* WHAT IS REQUIRED
Please copy each of the rows below word for word, leaving out the pictures.

Detection annotation rows:

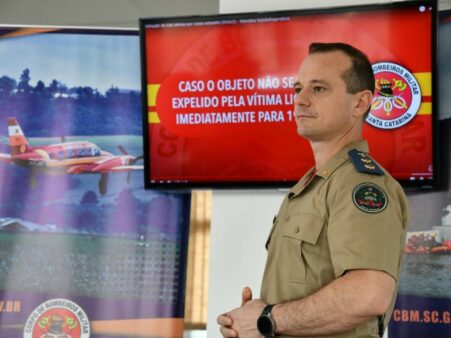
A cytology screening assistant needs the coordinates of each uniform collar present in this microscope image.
[288,140,368,198]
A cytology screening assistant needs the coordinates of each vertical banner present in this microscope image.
[0,27,190,338]
[389,11,451,338]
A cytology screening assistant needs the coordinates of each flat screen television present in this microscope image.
[140,1,440,189]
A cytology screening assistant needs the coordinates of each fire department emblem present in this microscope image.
[352,182,388,214]
[366,62,421,129]
[24,299,90,338]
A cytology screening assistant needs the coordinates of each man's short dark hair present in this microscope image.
[309,42,375,118]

* RESULT OF THIS TASK
A cytology screening assistant needs the coordinates of each uniform collar present in this microscope image.
[288,140,368,198]
A cytology screening assistant needs the coordinates of each vertical banner present in this microscope image.
[0,27,190,338]
[389,11,451,338]
A cytology screening assistant needs the coordinates of each flat screen television present in this microscope image.
[140,1,440,189]
A cytology screening assistant needs the coordinates of each fire department emblem present in this microscope image.
[352,182,388,214]
[366,62,421,129]
[24,299,90,338]
A cytology screening assistant needs the coordinates of each man's short dark hair present in this microscope image.
[309,42,375,118]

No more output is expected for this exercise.